* _Aim_: Can you copy the records word for word, everything from the very beginning down to and including the line that contains "column 270, row 145", leaving the pictures out of your answer?

** start **

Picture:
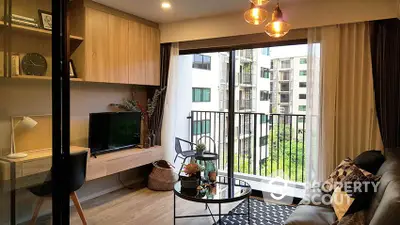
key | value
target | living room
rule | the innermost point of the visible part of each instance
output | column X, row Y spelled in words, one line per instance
column 199, row 112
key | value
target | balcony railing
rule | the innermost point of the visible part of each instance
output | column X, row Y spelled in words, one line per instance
column 270, row 145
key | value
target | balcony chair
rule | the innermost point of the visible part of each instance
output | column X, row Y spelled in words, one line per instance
column 183, row 154
column 77, row 176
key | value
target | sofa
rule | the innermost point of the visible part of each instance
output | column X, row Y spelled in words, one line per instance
column 384, row 208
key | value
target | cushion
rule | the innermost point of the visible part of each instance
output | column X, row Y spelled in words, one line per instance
column 370, row 161
column 352, row 219
column 341, row 202
column 337, row 175
column 311, row 215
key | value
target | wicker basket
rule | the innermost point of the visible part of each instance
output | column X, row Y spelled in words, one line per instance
column 163, row 177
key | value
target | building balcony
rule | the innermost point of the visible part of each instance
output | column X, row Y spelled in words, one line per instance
column 273, row 146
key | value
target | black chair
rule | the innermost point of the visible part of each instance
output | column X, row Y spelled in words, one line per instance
column 183, row 154
column 77, row 176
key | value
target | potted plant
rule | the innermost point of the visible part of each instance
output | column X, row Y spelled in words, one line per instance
column 200, row 148
column 192, row 170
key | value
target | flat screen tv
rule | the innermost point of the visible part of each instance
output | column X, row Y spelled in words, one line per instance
column 113, row 131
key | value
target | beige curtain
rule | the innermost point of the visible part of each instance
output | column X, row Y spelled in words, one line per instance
column 347, row 117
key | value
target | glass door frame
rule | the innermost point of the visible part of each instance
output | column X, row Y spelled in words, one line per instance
column 61, row 112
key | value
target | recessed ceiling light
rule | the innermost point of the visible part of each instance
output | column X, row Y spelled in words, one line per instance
column 165, row 5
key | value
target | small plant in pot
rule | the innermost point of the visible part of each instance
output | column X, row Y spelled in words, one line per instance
column 200, row 148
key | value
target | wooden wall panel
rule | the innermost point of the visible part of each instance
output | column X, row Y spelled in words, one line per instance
column 118, row 47
column 97, row 50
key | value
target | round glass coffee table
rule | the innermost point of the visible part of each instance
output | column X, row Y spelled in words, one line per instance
column 218, row 193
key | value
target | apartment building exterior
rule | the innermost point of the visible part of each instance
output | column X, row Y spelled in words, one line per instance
column 263, row 83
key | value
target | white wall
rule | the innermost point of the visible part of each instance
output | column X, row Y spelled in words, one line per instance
column 300, row 14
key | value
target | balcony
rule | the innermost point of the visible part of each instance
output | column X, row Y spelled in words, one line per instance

** end **

* _Worked solution_:
Picture:
key | value
target | living room
rule | the innermost point of the visible part of each instance
output | column X, row Y spelled in words, one line per instance
column 199, row 112
key | value
target | balcony railing
rule | the innermost point of the visible part of each instance
output | column X, row Y spelled in words, one line per instance
column 270, row 145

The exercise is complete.